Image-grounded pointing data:

[Start of Attachment]

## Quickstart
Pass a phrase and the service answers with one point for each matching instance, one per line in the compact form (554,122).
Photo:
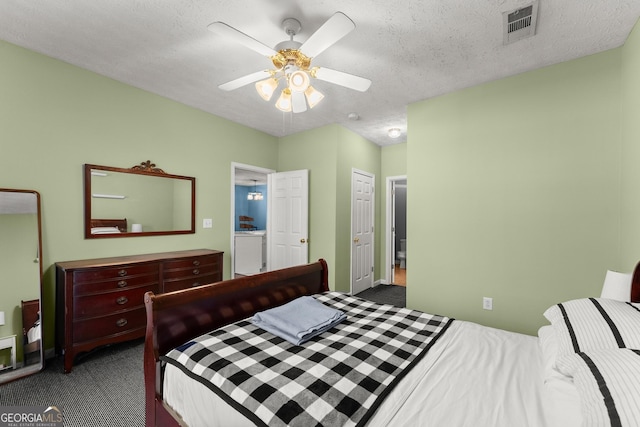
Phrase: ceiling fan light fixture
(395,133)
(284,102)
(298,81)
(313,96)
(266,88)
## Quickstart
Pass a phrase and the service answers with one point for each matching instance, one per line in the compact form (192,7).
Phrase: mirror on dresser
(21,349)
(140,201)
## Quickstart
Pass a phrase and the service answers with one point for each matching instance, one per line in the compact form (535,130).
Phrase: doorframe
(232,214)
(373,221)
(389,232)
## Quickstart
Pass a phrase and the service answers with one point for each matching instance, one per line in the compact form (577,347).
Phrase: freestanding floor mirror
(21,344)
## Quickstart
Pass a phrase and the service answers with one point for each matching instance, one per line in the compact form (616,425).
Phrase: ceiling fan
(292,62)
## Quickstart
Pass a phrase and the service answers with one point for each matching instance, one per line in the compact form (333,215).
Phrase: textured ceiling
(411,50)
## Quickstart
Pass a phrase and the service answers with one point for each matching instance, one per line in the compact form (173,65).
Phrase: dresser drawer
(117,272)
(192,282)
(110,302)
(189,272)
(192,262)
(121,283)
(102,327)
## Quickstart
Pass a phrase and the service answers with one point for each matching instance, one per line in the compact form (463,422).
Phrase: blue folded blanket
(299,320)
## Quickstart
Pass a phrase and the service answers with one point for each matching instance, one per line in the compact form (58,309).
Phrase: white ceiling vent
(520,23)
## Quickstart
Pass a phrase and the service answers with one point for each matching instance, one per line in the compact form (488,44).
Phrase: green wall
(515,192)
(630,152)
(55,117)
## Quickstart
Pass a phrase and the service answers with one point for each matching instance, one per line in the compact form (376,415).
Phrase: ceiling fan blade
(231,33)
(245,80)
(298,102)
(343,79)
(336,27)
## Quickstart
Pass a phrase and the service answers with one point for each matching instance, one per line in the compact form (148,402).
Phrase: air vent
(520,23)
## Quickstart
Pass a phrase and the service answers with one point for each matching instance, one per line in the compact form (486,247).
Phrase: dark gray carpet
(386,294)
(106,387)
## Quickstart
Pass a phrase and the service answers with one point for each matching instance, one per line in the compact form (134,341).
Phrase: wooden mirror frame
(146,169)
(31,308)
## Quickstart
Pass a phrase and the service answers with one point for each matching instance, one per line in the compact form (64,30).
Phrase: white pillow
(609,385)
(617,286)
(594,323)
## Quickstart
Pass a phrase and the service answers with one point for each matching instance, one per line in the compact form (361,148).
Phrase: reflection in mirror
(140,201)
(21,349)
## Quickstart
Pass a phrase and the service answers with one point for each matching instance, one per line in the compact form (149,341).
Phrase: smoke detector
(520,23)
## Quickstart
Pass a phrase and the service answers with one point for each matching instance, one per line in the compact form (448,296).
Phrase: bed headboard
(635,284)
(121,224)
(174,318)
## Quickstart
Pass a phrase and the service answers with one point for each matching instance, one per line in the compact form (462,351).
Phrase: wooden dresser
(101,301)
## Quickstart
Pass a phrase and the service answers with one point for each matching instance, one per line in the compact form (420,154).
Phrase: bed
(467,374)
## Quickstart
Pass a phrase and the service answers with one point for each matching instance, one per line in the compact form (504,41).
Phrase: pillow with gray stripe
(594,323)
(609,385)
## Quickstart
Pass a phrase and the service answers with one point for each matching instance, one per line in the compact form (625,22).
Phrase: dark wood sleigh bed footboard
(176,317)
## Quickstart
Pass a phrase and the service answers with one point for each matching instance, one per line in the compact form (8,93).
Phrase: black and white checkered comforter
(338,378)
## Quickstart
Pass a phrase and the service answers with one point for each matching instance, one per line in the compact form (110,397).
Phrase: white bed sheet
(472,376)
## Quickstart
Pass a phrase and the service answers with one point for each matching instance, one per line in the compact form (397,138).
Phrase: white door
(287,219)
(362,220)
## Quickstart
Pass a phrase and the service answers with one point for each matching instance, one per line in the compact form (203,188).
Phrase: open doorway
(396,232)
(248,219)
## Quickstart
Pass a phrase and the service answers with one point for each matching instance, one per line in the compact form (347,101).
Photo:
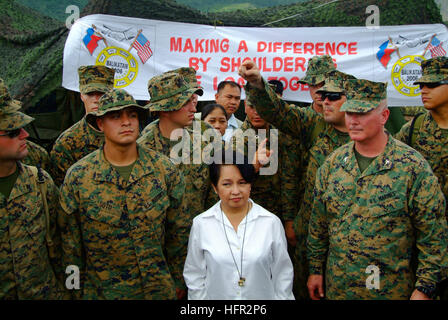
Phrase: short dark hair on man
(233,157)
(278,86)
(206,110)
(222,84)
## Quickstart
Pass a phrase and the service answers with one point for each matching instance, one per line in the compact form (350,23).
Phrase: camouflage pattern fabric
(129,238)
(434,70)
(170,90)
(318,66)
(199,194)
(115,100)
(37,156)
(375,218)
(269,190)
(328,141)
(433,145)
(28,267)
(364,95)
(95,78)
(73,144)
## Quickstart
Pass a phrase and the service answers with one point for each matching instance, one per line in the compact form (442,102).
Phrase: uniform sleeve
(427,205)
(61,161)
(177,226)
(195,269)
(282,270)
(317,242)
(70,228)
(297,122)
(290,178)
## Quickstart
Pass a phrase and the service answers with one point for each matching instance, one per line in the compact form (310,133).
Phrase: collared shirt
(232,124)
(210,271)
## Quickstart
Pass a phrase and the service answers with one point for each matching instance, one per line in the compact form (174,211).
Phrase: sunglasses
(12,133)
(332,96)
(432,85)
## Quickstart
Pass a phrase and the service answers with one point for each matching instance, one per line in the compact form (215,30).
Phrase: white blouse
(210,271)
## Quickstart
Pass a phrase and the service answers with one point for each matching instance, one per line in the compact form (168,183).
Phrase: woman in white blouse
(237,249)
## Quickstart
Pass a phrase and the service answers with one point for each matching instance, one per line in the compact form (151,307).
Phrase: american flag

[End of Attachment]

* _Exercise details_
Retype exactly, and only, the lines above from the one where "Phrase: camouflage pattern fabric" occurs up to and including the one where "compact form (442,102)." occurs.

* _Reply to the exercise_
Phrase: camouflage pattern fabric
(129,238)
(434,70)
(170,90)
(318,66)
(199,194)
(115,100)
(37,156)
(375,218)
(269,190)
(328,141)
(433,145)
(28,267)
(364,95)
(95,78)
(73,144)
## Quickstart
Pass a phrase and the service answers with one point for each matching instance, one per line in the compact form (442,102).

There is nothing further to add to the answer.